* **EXERCISE AIM**
The line that contains "task | place a marker on each instance of the parked" marks the end: retype the data below exactly from its first line through that line.

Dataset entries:
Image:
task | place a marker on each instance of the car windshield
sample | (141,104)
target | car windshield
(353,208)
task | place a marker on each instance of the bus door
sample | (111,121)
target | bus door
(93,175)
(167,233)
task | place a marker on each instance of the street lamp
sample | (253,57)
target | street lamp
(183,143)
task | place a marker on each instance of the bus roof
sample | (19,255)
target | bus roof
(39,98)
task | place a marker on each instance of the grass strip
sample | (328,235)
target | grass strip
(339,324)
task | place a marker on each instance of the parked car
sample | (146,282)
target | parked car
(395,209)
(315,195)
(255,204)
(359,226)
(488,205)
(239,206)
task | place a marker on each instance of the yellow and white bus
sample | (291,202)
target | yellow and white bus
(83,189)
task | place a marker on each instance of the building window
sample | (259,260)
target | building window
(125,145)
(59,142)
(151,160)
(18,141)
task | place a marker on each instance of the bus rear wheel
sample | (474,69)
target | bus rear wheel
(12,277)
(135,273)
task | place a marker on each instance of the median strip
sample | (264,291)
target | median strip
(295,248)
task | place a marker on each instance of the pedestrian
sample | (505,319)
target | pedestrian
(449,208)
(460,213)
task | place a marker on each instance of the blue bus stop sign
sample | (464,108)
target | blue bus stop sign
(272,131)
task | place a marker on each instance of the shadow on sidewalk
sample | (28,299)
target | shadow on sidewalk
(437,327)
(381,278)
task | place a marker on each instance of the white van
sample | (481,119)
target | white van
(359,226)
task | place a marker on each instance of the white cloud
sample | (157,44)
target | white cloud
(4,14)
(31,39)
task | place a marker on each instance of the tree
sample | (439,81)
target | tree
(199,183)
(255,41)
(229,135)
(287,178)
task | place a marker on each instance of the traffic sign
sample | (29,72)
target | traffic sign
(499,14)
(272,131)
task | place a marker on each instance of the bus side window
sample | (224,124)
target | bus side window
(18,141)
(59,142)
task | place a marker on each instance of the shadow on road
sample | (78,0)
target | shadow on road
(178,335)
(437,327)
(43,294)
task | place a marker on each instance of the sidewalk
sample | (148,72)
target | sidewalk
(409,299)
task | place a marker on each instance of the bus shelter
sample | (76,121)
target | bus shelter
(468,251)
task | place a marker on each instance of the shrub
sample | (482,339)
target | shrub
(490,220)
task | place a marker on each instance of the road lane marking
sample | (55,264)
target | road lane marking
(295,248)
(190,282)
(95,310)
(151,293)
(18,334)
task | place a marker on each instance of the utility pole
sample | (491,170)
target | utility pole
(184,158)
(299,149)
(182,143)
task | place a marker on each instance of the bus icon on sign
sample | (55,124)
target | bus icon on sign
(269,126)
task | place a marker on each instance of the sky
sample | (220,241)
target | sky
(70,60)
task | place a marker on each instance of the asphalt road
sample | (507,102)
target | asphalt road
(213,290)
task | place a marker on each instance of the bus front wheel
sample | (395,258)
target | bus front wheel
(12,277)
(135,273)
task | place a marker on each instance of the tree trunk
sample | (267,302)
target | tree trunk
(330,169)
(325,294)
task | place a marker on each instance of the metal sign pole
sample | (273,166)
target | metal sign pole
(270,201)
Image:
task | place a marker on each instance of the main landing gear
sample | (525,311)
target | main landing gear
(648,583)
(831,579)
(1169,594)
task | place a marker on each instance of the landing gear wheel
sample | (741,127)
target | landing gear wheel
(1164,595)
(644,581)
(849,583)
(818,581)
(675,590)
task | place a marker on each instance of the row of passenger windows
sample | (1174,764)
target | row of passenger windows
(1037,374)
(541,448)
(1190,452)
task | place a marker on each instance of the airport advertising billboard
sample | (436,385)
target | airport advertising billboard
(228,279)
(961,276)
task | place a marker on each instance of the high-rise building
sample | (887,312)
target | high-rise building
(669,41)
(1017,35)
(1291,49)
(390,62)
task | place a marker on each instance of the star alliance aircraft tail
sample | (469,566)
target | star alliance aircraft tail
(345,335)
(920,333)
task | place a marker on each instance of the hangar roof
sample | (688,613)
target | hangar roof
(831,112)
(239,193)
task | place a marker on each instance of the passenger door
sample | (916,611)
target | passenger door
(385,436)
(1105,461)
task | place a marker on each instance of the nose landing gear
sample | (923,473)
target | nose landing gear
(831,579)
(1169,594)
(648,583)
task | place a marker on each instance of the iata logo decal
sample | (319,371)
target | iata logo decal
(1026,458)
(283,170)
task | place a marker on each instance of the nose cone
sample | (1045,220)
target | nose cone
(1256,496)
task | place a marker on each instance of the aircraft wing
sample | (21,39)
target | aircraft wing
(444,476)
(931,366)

* **RESULT**
Image:
task | place a marker on each instance of the car windshield
sample | (141,104)
target | car windshield
(353,208)
task | place a marker on each instance of the bus door
sample | (111,121)
target | bus door
(93,175)
(167,233)
task | place a marker on each instance of the street lamp
sample | (253,57)
target | street lamp
(183,143)
task | place a marker on each instance of the bus roof
sample | (19,255)
target | bus roof
(39,98)
task | place a marker on each instance of the grass strip
sample | (328,235)
target | grass strip
(339,324)
task | place a marker on each instance of the parked car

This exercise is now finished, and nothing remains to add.